=== Textauszug ===

Gewährt ein Arbeitgeber älteren Arbeitnehmern jährlich mehr Urlaubstage als den jüngeren, kann diese unterschiedliche Behandlung wegen des Alters unter dem Gesichtspunkt des Schutzes älterer Beschäftigter nach § 10 Satz 3 Nr. 1 AGG zulässig sein. Dies hat das BAG mit Urteil vom 21. Oktober 2014 (9 AZR 956/12, Pressemitteilung Nr. 57/14) entschieden.
Zusatzurlaub für …
Beim Schuhhersteller Birkenstock haben Arbeitnehmer ab einem Lebensalter von 58 Jahren Anspruch auf zwei zusätzliche Tage Urlaub. Eine jüngere Arbeitnehmerin fühlte sich durch diese Regelung benachteiligt. Sie erhob Klage mit der Begründung, die unterschiedliche Urlaubslänge stelle eine Diskriminierung dar und verstoße gegen das Allgemeine Gleichbehandlungsgesetz (AGG). Vielleicht dachte die Klägerin hierbei an ein Urteil des Bundesarbeitsgerichts vom 20. März 2012 (9 AZR 529/10). Im damaligen Verfahren war derselbe Senat von einer unzulässigen Diskriminierung ausgegangen, weil der Tarifvertrag des öffentlichen Dienstes (TVöD) eine Erhöhung des Urlaubsanspruchs, beginnend mit der Vollendung des 40. Lebensjahres, vorsah und hatte eine Anpassung des Urlaubsanspruchs der jüngeren Arbeitnehmer nach oben vorgenommen. Die nun erfolgte Klageabweisung durch das BAG steht trotz des unterschiedlichen Verfahrensausgangs im Einklang zu dieser bisherigen Rechtsprechung.

===

Arbeitsauftrag:
Beantworte bitte die folgenden Fragen anhand des Textauszugs.
1. An welchem Tag hat das BAG das Urteil gefällt, mit dem der Textauszug beginnt?
2. Ab welchem Lebensalter haben Arbeitnehmer bei Birkenstock Anspruch auf zwei zusätzliche Urlaubstage?
3. Ab der Vollendung welchen Lebensjahres sah der TVöD eine Erhöhung des Urlaubsanspruchs vor?

=== Material ===

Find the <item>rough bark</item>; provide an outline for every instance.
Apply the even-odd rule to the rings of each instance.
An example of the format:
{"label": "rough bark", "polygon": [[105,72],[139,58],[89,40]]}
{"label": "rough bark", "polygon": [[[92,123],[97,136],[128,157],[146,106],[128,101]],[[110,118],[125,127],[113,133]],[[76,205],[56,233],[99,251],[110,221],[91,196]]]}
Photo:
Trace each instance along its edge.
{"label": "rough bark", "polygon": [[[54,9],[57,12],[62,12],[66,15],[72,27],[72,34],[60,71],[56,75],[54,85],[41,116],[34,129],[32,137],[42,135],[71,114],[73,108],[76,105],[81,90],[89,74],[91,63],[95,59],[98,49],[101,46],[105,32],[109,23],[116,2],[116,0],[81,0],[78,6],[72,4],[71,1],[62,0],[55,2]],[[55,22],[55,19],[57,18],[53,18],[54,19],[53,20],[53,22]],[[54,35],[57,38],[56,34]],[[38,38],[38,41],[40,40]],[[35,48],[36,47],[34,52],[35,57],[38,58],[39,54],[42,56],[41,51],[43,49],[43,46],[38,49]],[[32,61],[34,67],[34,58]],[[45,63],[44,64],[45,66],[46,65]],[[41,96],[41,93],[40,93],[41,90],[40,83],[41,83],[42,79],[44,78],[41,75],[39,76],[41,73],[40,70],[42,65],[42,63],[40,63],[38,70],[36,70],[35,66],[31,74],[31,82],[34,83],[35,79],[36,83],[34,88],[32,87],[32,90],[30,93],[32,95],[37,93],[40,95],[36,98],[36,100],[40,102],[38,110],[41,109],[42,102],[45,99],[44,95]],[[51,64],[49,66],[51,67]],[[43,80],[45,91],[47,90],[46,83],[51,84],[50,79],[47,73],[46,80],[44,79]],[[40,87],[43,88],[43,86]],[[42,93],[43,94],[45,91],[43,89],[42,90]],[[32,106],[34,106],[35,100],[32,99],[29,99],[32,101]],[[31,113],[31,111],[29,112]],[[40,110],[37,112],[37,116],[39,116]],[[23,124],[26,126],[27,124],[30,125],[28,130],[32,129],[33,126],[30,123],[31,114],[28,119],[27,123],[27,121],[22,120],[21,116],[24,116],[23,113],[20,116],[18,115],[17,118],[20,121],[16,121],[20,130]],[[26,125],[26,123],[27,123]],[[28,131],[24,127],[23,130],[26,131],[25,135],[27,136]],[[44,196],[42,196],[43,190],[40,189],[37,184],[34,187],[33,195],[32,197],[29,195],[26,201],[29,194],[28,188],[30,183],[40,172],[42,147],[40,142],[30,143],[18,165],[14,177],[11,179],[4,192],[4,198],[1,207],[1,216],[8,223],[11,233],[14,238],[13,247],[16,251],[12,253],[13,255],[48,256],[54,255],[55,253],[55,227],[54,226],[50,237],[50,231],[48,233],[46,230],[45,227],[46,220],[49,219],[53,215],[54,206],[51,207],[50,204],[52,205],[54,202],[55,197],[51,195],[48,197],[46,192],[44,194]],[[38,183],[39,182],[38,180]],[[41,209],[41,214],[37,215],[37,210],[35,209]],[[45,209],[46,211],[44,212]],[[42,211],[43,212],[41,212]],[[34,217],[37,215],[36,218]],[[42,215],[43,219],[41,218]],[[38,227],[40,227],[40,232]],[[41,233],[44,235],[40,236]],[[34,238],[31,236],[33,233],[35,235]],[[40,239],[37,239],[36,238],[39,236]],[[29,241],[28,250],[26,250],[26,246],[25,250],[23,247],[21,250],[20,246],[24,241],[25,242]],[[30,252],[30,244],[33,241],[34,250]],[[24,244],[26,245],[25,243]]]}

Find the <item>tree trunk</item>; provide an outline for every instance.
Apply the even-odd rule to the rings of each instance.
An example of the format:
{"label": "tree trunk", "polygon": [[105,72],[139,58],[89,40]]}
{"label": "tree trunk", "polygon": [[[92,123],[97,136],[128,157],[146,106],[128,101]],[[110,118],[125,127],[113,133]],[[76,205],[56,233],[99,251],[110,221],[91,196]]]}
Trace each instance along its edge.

===
=== Material ===

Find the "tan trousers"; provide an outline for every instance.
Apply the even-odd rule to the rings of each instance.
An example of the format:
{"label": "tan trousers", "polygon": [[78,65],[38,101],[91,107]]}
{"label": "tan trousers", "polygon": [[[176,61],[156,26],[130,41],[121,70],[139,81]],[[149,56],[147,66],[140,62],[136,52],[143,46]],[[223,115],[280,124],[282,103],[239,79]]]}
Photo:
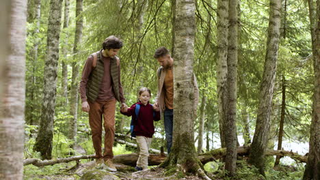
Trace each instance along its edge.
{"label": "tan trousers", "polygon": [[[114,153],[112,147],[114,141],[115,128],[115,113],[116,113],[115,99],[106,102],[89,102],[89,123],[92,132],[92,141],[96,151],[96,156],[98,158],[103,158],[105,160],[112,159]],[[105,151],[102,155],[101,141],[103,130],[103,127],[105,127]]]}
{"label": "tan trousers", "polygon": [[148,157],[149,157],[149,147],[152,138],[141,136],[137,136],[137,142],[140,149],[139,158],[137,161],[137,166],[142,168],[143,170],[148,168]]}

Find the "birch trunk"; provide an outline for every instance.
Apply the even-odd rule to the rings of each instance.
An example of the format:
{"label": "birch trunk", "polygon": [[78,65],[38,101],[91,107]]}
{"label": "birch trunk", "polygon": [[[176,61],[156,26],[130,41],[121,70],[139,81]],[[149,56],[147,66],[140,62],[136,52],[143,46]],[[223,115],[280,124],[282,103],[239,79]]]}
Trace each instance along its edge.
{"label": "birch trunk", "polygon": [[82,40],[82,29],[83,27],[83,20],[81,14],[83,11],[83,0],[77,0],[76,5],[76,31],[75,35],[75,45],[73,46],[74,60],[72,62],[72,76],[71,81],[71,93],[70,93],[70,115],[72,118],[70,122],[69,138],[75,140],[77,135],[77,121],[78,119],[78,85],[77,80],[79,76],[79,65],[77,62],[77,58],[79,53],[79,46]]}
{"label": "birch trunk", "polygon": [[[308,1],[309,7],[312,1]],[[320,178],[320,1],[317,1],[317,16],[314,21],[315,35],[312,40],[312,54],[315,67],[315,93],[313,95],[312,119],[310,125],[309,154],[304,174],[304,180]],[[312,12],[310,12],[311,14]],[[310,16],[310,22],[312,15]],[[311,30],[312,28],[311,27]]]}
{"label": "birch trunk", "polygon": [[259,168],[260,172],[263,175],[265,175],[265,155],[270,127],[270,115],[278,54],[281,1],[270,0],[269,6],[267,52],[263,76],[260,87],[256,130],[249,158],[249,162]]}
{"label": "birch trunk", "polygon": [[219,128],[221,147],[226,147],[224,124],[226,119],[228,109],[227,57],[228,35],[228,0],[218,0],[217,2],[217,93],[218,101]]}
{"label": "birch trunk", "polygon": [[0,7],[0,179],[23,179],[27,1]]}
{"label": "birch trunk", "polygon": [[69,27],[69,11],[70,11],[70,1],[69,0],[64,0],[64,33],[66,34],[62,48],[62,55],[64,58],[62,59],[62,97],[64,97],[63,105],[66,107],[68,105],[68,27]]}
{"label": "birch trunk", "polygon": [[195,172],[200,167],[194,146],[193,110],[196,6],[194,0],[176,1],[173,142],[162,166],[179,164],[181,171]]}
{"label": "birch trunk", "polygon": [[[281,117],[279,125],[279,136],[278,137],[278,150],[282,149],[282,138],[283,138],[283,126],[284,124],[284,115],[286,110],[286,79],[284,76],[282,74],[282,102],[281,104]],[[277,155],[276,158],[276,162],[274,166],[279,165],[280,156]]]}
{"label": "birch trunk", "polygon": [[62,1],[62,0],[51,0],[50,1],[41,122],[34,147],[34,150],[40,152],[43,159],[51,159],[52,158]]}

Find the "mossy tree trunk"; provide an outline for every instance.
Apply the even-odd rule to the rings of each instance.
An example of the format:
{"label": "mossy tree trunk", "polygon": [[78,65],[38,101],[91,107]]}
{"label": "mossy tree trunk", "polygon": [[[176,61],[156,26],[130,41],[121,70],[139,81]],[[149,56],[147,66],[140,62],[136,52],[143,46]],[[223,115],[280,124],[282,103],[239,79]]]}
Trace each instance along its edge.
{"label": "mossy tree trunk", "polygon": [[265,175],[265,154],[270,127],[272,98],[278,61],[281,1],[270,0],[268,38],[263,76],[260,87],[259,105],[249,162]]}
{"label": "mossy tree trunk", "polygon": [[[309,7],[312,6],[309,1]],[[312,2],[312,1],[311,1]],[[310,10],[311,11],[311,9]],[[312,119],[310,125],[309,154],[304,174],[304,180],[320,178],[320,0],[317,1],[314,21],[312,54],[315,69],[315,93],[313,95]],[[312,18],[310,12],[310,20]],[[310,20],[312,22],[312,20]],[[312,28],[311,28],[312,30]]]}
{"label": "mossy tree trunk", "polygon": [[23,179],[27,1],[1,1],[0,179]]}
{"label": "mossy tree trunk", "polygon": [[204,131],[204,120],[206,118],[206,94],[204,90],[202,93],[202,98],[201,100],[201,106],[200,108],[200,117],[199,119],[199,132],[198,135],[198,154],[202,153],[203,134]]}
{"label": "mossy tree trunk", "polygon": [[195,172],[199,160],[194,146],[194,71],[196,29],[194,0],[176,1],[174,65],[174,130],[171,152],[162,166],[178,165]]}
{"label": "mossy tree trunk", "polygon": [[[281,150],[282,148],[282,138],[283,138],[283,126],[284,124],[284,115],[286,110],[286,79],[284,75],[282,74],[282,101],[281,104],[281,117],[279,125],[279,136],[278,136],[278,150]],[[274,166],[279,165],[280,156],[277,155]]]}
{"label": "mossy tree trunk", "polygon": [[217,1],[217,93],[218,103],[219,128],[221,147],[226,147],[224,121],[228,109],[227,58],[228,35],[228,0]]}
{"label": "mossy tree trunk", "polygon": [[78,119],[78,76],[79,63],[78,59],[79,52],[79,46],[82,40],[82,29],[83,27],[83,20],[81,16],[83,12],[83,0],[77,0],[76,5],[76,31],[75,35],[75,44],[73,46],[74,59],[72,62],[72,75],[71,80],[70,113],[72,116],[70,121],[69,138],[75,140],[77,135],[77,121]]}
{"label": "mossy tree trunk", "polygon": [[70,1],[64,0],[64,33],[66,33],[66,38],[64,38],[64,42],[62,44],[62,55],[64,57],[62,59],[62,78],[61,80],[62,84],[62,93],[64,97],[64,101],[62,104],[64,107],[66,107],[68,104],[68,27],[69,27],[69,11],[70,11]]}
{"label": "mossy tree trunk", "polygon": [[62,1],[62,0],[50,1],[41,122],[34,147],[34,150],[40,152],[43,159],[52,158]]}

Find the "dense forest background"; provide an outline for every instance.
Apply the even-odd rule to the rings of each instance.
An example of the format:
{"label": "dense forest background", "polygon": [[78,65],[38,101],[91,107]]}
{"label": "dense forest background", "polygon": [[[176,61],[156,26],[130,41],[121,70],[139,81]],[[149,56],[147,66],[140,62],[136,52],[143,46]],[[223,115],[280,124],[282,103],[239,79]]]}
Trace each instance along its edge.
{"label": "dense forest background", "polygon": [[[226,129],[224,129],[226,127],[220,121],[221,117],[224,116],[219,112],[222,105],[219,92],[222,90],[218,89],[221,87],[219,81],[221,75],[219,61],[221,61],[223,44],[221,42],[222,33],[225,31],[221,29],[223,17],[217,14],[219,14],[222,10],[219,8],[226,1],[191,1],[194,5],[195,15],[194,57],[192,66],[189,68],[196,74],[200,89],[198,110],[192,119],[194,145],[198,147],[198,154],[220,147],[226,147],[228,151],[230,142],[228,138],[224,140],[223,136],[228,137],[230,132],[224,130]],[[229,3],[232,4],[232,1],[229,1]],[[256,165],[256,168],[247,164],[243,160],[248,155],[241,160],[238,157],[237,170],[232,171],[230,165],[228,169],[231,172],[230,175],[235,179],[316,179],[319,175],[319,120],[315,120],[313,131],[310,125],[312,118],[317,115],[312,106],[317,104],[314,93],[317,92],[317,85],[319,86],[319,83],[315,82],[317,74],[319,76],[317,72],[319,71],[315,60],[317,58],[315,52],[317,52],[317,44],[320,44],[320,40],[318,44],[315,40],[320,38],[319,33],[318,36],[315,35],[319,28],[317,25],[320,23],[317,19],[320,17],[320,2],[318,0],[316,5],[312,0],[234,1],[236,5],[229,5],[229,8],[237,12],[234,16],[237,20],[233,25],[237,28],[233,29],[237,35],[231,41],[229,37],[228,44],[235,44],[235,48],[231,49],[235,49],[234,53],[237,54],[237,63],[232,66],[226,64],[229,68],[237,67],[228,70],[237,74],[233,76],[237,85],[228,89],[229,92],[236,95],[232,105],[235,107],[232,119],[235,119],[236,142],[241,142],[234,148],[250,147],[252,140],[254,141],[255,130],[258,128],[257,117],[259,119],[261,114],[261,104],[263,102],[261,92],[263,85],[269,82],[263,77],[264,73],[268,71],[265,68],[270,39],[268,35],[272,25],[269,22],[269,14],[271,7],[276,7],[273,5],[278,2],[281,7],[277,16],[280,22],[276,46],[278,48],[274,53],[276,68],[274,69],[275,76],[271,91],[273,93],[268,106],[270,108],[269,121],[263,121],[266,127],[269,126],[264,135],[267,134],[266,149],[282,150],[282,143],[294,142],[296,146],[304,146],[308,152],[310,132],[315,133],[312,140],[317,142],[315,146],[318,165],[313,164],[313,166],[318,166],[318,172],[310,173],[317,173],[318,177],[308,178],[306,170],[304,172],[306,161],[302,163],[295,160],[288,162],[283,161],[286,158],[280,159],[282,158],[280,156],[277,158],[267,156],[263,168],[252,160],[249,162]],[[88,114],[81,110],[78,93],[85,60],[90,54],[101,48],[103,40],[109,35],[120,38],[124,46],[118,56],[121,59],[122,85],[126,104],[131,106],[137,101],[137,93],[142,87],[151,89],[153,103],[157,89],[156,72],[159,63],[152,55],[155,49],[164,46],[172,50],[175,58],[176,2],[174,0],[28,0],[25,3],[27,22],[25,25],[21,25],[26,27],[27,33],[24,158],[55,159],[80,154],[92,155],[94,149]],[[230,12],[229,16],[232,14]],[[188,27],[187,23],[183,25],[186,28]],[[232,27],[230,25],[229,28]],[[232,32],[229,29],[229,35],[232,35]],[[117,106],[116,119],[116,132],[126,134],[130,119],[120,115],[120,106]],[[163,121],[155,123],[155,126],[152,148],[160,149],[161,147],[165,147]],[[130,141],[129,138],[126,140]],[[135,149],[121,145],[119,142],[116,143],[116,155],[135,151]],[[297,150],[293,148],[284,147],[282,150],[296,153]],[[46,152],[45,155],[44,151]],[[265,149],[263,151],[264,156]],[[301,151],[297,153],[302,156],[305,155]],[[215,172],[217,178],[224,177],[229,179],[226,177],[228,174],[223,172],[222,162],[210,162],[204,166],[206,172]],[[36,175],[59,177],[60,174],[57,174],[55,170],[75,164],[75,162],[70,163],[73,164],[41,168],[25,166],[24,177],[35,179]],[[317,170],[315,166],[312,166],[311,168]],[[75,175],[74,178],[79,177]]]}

===

Lösung:
1. Am 21. Oktober 2014
2. Ab 58 Jahren
3. Ab der Vollendung des 40. Lebensjahres